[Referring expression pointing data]
--*--

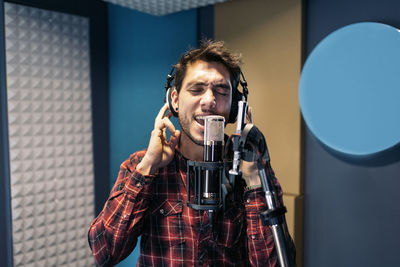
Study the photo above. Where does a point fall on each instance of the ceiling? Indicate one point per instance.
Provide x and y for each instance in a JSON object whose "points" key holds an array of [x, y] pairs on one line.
{"points": [[163, 7]]}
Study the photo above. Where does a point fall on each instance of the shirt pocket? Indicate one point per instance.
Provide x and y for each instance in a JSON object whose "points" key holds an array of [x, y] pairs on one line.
{"points": [[168, 223], [230, 228]]}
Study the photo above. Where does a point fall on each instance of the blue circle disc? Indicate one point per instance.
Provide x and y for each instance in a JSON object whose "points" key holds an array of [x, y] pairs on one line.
{"points": [[350, 89]]}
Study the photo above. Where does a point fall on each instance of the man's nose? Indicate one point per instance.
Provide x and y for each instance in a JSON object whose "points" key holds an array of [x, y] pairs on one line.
{"points": [[208, 100]]}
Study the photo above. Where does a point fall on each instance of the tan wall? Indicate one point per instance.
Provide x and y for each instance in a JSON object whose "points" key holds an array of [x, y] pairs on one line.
{"points": [[268, 35]]}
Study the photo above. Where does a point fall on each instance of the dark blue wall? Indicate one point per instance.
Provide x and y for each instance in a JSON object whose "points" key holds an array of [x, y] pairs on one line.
{"points": [[142, 49], [352, 215]]}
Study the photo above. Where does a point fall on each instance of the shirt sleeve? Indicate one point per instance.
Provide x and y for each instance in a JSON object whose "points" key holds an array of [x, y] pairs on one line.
{"points": [[113, 234], [260, 241]]}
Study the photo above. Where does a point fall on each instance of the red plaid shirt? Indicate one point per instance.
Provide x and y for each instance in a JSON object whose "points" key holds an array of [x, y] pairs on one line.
{"points": [[172, 234]]}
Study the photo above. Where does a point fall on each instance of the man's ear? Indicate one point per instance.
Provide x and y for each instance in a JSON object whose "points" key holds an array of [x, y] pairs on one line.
{"points": [[174, 99]]}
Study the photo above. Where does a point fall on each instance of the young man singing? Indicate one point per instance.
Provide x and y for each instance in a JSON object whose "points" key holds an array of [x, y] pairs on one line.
{"points": [[149, 196]]}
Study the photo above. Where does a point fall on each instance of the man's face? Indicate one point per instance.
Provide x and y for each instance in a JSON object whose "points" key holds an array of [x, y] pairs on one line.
{"points": [[206, 90]]}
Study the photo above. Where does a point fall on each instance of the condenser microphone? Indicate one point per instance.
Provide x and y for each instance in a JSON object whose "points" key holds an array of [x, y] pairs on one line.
{"points": [[204, 178], [213, 152]]}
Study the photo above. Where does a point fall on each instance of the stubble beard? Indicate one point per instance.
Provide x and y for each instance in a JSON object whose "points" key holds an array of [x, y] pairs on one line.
{"points": [[185, 125]]}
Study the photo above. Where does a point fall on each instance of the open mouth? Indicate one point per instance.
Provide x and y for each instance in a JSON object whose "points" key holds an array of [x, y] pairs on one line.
{"points": [[199, 120]]}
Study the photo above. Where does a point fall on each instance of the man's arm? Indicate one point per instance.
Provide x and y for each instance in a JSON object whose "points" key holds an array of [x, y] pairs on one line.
{"points": [[262, 250], [113, 234]]}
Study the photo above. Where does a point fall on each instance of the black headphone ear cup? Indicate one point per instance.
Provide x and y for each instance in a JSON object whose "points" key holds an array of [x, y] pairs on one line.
{"points": [[168, 99], [236, 97]]}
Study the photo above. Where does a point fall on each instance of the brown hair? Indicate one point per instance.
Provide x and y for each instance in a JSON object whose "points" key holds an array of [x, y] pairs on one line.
{"points": [[210, 51]]}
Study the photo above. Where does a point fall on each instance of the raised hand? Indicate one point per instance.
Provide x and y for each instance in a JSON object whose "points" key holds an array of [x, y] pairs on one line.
{"points": [[160, 151]]}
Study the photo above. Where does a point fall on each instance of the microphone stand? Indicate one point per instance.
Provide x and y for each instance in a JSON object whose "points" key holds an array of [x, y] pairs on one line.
{"points": [[274, 216]]}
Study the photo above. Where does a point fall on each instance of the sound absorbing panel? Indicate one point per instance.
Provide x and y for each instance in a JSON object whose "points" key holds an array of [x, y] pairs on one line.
{"points": [[50, 136], [163, 7]]}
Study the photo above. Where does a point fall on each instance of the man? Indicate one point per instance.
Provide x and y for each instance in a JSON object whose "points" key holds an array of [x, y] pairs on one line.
{"points": [[149, 196]]}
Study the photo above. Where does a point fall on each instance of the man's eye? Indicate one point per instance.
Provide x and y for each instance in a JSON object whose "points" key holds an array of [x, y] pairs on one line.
{"points": [[196, 90], [222, 92]]}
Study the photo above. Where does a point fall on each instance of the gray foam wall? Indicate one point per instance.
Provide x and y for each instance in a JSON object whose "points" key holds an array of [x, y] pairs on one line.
{"points": [[50, 136]]}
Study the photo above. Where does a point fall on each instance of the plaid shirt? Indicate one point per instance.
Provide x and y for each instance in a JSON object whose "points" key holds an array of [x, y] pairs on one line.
{"points": [[173, 234]]}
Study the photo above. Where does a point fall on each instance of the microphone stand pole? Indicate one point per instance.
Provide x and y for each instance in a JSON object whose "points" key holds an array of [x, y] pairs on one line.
{"points": [[274, 216]]}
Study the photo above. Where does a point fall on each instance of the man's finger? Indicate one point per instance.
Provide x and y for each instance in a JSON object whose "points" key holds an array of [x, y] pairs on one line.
{"points": [[162, 111], [249, 115]]}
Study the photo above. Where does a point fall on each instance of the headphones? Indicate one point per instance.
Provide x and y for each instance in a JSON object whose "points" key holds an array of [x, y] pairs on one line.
{"points": [[236, 95]]}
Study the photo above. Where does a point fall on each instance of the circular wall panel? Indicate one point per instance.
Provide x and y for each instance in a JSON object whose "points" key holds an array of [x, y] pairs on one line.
{"points": [[350, 89]]}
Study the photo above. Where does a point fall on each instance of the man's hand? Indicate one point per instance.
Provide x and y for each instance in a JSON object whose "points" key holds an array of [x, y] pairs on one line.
{"points": [[160, 151], [249, 169]]}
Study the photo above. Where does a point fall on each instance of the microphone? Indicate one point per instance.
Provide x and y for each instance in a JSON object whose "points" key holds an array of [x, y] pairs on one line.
{"points": [[213, 152], [204, 178]]}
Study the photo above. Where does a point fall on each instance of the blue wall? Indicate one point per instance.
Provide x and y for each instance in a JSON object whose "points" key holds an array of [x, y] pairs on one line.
{"points": [[142, 49], [352, 212]]}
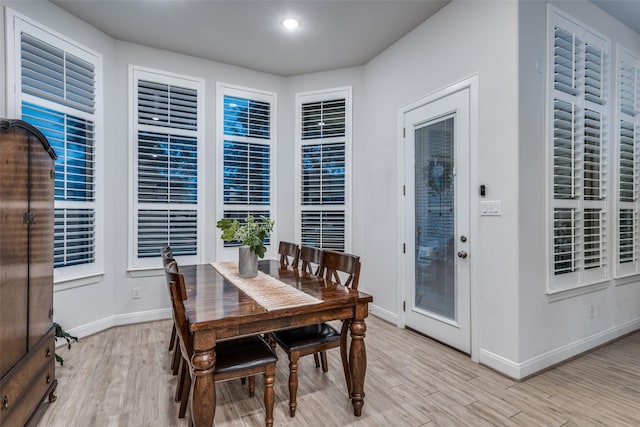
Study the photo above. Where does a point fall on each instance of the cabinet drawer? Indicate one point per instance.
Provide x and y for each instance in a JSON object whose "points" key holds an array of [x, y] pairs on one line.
{"points": [[22, 388]]}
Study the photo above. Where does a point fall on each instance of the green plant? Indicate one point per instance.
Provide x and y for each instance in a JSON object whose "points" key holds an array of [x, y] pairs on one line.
{"points": [[251, 232], [61, 333]]}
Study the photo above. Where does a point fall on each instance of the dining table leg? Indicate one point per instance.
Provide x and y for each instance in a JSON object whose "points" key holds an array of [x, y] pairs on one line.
{"points": [[203, 390], [358, 358]]}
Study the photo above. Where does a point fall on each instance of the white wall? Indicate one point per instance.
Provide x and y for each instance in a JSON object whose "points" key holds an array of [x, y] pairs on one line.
{"points": [[462, 39], [550, 330]]}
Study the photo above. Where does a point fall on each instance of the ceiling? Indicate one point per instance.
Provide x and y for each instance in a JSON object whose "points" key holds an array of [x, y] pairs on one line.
{"points": [[248, 33], [626, 11]]}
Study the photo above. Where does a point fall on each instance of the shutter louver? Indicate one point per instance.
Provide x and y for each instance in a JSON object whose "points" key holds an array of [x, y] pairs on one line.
{"points": [[246, 117], [324, 119], [593, 74], [628, 162], [628, 229], [73, 140], [593, 239], [57, 76], [564, 61], [564, 162], [323, 179], [628, 89], [167, 105], [246, 173], [167, 168], [160, 228], [74, 237], [579, 135], [565, 237], [323, 229], [592, 163]]}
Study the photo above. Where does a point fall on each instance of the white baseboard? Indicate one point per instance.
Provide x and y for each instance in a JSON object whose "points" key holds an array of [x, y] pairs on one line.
{"points": [[535, 364], [119, 320], [383, 314]]}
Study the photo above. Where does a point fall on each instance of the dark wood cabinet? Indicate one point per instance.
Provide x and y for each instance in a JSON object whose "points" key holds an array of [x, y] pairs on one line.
{"points": [[27, 341]]}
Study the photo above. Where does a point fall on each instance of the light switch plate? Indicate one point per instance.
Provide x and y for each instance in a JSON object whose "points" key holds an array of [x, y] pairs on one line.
{"points": [[490, 208]]}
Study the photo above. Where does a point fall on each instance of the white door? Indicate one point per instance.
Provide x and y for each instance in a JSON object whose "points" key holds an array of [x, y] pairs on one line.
{"points": [[437, 293]]}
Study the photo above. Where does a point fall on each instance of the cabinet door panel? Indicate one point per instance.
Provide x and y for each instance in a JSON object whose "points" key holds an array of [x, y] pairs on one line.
{"points": [[41, 243], [14, 170]]}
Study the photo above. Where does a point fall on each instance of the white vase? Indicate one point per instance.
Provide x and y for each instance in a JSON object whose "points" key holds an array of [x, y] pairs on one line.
{"points": [[247, 262]]}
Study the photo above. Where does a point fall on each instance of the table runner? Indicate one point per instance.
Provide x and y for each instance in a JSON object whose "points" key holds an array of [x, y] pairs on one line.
{"points": [[269, 292]]}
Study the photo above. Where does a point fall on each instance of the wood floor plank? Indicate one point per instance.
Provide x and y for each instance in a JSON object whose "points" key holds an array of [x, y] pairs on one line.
{"points": [[120, 377]]}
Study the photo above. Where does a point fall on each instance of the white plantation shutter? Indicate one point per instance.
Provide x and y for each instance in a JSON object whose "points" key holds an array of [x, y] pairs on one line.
{"points": [[323, 143], [167, 148], [246, 143], [580, 150], [57, 94], [628, 137]]}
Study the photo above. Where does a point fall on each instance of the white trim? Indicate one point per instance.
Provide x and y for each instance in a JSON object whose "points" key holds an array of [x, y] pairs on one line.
{"points": [[535, 364], [101, 325], [316, 96], [472, 83], [223, 89], [383, 314], [143, 73]]}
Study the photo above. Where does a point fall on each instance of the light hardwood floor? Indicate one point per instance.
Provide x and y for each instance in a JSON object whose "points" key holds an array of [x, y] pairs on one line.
{"points": [[120, 377]]}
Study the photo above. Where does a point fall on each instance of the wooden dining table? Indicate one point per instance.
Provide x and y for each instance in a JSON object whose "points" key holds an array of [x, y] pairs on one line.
{"points": [[218, 309]]}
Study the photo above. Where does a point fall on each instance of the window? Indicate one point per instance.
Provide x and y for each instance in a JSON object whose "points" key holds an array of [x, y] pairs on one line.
{"points": [[246, 143], [579, 148], [628, 136], [57, 85], [323, 153], [167, 138]]}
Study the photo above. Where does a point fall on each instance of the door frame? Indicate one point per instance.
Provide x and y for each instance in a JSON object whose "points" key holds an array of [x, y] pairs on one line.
{"points": [[472, 84]]}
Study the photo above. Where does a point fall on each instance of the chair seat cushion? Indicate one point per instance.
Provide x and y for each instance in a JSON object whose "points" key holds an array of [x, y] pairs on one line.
{"points": [[297, 339], [242, 353]]}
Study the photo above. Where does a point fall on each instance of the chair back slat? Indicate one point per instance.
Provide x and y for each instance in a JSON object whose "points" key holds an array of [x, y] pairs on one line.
{"points": [[335, 262], [173, 275], [289, 254], [311, 260], [180, 317]]}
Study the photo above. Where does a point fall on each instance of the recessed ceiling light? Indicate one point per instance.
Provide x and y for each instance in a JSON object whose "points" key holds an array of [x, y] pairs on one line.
{"points": [[290, 23]]}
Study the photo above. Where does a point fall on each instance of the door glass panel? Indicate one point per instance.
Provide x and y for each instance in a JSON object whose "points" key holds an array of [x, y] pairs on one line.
{"points": [[435, 214]]}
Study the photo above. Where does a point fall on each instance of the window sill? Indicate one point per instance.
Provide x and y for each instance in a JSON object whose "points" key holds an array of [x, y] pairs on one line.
{"points": [[145, 272], [76, 282], [627, 280], [559, 295]]}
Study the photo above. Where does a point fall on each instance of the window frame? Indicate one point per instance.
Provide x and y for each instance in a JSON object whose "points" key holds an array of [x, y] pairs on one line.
{"points": [[225, 89], [580, 277], [16, 23], [319, 96], [137, 73], [628, 268]]}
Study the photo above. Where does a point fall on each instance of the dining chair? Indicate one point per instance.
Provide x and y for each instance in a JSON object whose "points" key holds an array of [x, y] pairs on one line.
{"points": [[339, 268], [289, 254], [235, 359], [167, 257], [311, 259]]}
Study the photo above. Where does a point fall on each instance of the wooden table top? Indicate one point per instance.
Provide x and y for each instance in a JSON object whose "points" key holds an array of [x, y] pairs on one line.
{"points": [[213, 302]]}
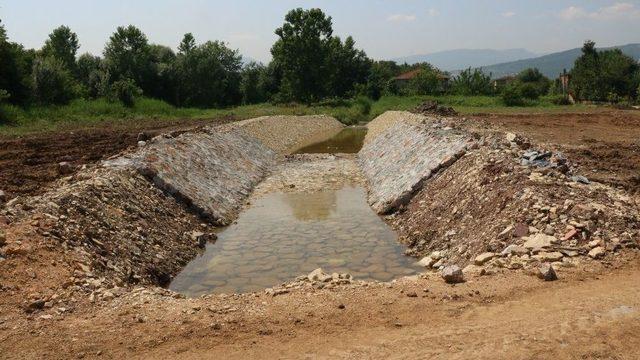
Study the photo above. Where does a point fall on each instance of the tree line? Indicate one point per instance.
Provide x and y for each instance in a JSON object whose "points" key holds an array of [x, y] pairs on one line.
{"points": [[309, 64]]}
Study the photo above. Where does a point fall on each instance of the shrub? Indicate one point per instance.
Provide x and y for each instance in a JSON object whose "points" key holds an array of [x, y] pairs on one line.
{"points": [[125, 91], [52, 82], [363, 104], [512, 96]]}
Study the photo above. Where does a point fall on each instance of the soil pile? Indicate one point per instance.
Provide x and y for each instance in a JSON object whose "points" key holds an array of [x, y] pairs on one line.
{"points": [[432, 108], [495, 207]]}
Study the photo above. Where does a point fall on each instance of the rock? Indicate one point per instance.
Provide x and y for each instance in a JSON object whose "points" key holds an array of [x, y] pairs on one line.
{"points": [[549, 230], [514, 250], [319, 275], [549, 256], [594, 243], [581, 179], [546, 272], [506, 233], [427, 262], [483, 258], [539, 241], [521, 230], [65, 168], [597, 252], [452, 274], [570, 234]]}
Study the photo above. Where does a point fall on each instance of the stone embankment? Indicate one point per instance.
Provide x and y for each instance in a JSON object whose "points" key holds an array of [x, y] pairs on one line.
{"points": [[117, 220], [401, 152]]}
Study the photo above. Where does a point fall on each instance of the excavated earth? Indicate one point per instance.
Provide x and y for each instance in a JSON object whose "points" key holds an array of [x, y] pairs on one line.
{"points": [[86, 261]]}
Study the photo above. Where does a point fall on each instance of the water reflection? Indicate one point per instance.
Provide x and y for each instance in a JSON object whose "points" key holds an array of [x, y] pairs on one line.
{"points": [[285, 235], [348, 141]]}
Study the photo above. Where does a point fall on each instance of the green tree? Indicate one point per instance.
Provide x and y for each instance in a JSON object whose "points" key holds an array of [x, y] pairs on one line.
{"points": [[92, 76], [127, 55], [15, 69], [52, 82], [252, 84], [301, 53], [348, 67], [187, 44], [208, 75], [63, 45]]}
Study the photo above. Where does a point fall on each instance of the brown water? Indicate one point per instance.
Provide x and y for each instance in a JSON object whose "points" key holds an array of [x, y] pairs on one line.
{"points": [[285, 235], [347, 141]]}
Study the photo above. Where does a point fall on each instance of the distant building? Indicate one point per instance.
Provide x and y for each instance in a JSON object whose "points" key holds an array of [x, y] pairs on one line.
{"points": [[500, 83]]}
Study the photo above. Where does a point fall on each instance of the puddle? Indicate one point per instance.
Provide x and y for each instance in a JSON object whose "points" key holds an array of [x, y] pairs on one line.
{"points": [[285, 235], [349, 140]]}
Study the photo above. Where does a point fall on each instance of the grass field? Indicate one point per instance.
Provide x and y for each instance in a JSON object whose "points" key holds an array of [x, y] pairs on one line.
{"points": [[88, 113]]}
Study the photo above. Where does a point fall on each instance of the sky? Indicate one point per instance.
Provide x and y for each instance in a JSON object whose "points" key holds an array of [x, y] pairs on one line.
{"points": [[385, 29]]}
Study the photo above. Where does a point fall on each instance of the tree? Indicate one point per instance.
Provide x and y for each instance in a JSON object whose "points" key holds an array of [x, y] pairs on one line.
{"points": [[15, 69], [92, 76], [187, 44], [301, 54], [533, 83], [208, 75], [52, 82], [127, 55], [348, 67], [63, 45], [252, 84]]}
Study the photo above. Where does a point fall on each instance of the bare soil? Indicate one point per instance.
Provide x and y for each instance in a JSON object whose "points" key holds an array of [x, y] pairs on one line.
{"points": [[592, 312], [604, 145], [30, 163]]}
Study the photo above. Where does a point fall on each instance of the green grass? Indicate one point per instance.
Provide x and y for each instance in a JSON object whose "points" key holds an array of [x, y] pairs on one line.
{"points": [[90, 113]]}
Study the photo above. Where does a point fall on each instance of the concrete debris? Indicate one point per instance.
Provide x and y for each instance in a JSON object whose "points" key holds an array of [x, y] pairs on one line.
{"points": [[546, 272], [452, 274]]}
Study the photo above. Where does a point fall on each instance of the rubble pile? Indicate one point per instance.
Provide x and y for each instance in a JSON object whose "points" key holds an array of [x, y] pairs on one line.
{"points": [[125, 229], [503, 207], [432, 108]]}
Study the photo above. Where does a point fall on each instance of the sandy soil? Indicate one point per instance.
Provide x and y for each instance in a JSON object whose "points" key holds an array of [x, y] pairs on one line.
{"points": [[592, 312], [604, 145]]}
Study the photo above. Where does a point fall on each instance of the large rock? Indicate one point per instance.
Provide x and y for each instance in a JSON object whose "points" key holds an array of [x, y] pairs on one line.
{"points": [[539, 241], [483, 258], [546, 272], [452, 274], [398, 161]]}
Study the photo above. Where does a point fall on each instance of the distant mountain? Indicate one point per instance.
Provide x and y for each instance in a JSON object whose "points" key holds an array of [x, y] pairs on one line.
{"points": [[465, 58], [553, 64]]}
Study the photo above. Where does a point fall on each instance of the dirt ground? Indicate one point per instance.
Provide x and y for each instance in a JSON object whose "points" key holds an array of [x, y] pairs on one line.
{"points": [[592, 312], [29, 163], [604, 145]]}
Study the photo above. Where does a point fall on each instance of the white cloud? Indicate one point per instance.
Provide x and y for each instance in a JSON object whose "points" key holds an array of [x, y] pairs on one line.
{"points": [[616, 11], [401, 18]]}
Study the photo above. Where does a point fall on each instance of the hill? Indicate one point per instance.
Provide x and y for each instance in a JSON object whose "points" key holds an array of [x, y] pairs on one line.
{"points": [[464, 58], [553, 64]]}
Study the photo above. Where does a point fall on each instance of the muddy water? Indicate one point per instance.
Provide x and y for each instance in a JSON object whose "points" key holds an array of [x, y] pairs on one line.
{"points": [[284, 235], [347, 141]]}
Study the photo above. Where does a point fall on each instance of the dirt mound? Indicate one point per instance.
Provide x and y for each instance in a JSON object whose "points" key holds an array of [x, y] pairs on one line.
{"points": [[489, 200], [432, 108]]}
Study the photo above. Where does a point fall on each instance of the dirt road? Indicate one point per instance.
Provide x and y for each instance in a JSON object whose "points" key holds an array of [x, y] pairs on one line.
{"points": [[593, 312]]}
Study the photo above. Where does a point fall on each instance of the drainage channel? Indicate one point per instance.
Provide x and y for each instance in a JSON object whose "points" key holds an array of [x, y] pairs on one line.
{"points": [[283, 235]]}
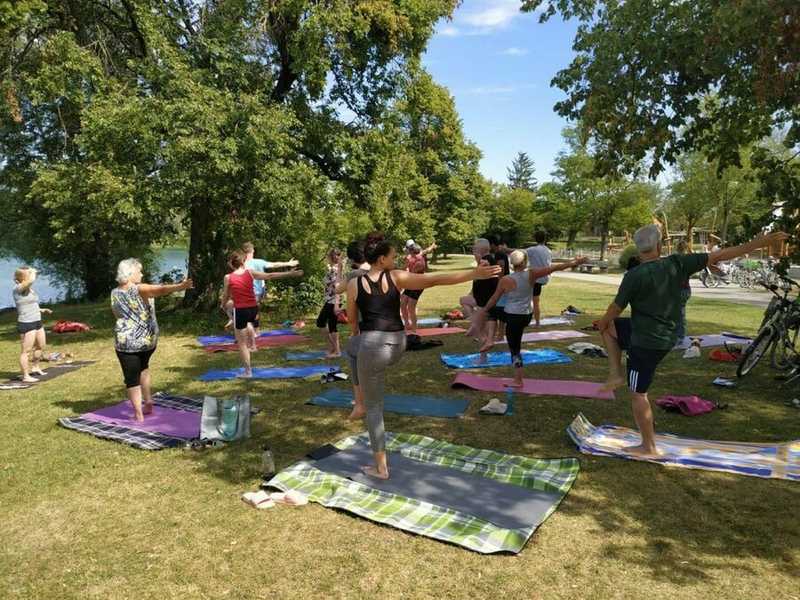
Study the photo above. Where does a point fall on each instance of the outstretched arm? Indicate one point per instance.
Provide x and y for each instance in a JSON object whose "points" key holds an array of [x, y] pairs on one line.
{"points": [[147, 290], [506, 285], [282, 275], [280, 265], [421, 281], [534, 274], [352, 308], [762, 241], [429, 249]]}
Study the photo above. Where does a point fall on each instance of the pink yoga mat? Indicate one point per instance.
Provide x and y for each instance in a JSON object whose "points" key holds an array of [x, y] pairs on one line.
{"points": [[534, 387], [177, 423], [433, 331], [262, 342], [544, 336]]}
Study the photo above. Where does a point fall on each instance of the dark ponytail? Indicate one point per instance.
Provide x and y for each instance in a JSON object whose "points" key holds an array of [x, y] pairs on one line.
{"points": [[376, 246]]}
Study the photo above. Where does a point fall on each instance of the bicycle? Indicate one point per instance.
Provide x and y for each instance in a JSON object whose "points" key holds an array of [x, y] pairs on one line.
{"points": [[778, 331]]}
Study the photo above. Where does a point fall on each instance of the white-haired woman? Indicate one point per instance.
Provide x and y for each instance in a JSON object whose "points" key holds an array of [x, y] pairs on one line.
{"points": [[518, 288], [136, 330], [29, 323]]}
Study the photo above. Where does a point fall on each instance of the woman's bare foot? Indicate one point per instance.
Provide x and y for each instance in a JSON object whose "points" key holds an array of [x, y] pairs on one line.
{"points": [[374, 472], [612, 384], [641, 450], [358, 412]]}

--*--

**WORK TO BE COMPLETED:** Print again the lines of the entries above that fall between the line holding "grass? Indicate one point per instance." and the line holding "debris? Indicate one point per instance.", inclusive, exactly as they stand.

**WRITTEN SOLUTION:**
Study the photo above. Where does a point fall on each instance of the green grass? Indicate one point per instance.
Provide x and y for each instance in a JSON object whose "points" key holds an array of [x, y] pairs on one line.
{"points": [[90, 113]]}
Study the photo above. Where does a point fall on each instance of the concrete debris? Indicate one point per instance.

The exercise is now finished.